TEXT EXCERPT:
━━━━━━━━━━
The rapid advancement of Industry 4.0 (I4.0) technologies has brought many changes and benefits to the manufacturing sector [1]. However, these technological advancements also brought some negative impacts on human beings. A point of concern that can be mentioned is the potential displacement of human workers due to automation and the adoption of artificial intelligence (AI)-based systems [2]. This displacement leads to job losses and economic inequalities, as individuals may struggle to adapt to the changing skill requirements in the labor market [3,4]. Thus, the industry and the academia started the transition from I4.0 to Industry 5.0 (I5.0), which goes beyond technological advancements and brings a new paradigm shift in manufacturing processes, with the goal of creating a human-centered industry by integrating human workers and advanced robotic systems to enhance productivity and collaboration, creating a new era of intelligent, interconnected systems [5,6,7,8,9].

Alongside the I4.0 technologies such as the Internet of things (IoT) [10] and its variants (the green IoT [11,12] and industrial IoT [13,14]), big data analytics, [15] and machine learning algorithms [16], this transition, illustrated in Figure 1, is enabled by the implementation of I5.0’s main building blocks: individualized human–machine interaction technologies that interconnect and combine the strengths of humans and machines; bioinspired technologies and smart materials that allow for materials with embedded sensors and enhanced features while being recyclable; real-time-based digital twins and simulation to model entire systems; data transmission, storage, and analysis technologies that are able to handle data and system interoperability; AI to detect, for example, failures in complex and dynamic systems, leading to actionable intelligence; and technologies for energy efficiency, renewables, storage and autonomy [17]. This results in an interconnected manufacturing ecosystem that enables the industry to respond to this paradigm shift.

I5.0 presents a human-centric transformative concept and brings a holistic development perspective that aims to foster a flourishing manufacturing system, embracing the integration of advanced technologies, collaborative human–machine interaction, and a focus on long-term viability and social well-being [18]. In I5.0, humans are not replaced by machines; instead, they work alongside robots and intelligent systems to leverage their respective strengths [19]. This collaboration allows more complex and creative tasks, with humans providing critical thinking, problem-solving, and adaptability, while machines contribute with precision, speed, and repetitive task execution [20].
━━━━━━━━━━
DATA LINES:
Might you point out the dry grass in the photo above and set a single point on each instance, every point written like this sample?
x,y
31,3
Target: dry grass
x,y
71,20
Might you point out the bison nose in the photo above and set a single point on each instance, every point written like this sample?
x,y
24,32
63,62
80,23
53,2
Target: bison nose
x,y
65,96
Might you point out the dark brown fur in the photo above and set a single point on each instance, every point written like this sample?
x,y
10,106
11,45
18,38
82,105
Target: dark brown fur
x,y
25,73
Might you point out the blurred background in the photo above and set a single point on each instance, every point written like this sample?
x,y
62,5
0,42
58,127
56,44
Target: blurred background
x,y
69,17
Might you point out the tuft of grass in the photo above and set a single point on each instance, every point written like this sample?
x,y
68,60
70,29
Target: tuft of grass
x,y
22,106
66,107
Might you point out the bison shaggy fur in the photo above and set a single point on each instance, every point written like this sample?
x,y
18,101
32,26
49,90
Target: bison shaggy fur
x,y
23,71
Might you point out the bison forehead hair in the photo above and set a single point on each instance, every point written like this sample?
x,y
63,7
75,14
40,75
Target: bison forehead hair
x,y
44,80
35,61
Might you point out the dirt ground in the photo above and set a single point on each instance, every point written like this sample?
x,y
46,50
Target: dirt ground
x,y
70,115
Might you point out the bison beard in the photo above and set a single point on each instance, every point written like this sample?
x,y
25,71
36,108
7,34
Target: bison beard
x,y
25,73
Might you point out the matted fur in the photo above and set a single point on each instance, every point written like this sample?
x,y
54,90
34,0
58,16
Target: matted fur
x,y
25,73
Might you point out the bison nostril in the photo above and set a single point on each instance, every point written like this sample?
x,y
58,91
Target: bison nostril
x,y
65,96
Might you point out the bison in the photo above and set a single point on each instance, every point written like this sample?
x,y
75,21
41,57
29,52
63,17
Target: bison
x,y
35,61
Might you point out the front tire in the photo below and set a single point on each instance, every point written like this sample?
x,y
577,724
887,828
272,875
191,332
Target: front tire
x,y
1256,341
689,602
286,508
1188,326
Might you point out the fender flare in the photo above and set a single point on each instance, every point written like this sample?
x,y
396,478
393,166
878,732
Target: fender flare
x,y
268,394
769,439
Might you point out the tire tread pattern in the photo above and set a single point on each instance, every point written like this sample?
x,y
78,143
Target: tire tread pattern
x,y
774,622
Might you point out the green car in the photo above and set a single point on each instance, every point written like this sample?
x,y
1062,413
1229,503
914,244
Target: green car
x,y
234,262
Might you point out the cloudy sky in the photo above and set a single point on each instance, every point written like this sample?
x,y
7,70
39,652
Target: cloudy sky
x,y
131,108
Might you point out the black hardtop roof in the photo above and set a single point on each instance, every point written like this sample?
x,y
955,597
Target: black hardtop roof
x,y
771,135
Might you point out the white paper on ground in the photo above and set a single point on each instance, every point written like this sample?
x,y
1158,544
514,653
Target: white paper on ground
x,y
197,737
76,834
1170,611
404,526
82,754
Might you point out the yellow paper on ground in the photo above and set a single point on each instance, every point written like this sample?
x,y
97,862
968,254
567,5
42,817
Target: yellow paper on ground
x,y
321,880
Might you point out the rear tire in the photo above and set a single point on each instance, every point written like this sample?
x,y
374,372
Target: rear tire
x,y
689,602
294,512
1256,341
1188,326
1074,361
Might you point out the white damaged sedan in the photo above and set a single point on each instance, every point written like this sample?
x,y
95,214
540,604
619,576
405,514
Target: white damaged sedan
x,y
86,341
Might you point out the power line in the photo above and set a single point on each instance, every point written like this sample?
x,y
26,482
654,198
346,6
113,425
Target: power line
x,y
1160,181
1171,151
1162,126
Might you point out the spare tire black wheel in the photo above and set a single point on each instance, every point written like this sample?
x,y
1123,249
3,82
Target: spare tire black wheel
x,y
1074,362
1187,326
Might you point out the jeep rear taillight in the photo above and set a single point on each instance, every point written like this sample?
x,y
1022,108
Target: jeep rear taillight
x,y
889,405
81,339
━━━━━━━━━━
TASKS TO COMPLETE:
1. Arrange the records as a JSON list of strings, one string per line with blank lines omitted, starting at the line that contains "Might you point out the jeep" and ending at the last line of the records.
2. Pick up the Industry 5.0 text where it stops and continue it.

REPLIES:
1.
[
  "Might you point out the jeep rear taillight in the photo above and set a single point on each instance, every point written like this sample?",
  "x,y",
  "1022,108",
  "Target: jeep rear taillight",
  "x,y",
  "889,405",
  "81,339"
]

2.
Moreover, a highly compatible concept for enabling the I5.0 implementation is the intelligent space (IS). An IS, represented in Figure 2, can be defined as a physical space equipped with a network of sensors which obtains information about the place it observes, a network of actuators which allows its interaction with users, and changes in the environment through computing services. Such sensors, actuators, and computing services must be governed by an infrastructure capable of collecting and analyzing the information obtained by the sensors and making decisions [21,22,23]. One of the key concepts within ISs is that the environment can sense, interpret, recognize user behavior, adapt to preferences, and provide natural interactions between humans and intelligent systems, using the IoT, AI, computer vision, and data analytics to create dynamic and adaptive environments in real time.

The integration of ISs and I5.0 has paved the way for the development of cognitive factories, marking a significant milestone in the evolution of manufacturing. The cognitive factory idea is not new and can be defined as a physical industrial environment transformed into an IS that can perceive, learn, and interact with humans and machines in a seamless and adaptive manner [24,25,26]. These factories can leverage the technologies already mentioned and illustrated in Figure 1 to enable real-time data collection and analysis, allowing predictive maintenance and process optimization continuously. In addition, by integrating cyberphysical systems (CPS), i.e., the convergence of operational technology (OT) and information technology (IT), they blur the boundaries between physical and digital systems, enhancing the communication and coordination between machines, humans, and products, resulting in a more agile and responsive manufacturing ecosystem [27].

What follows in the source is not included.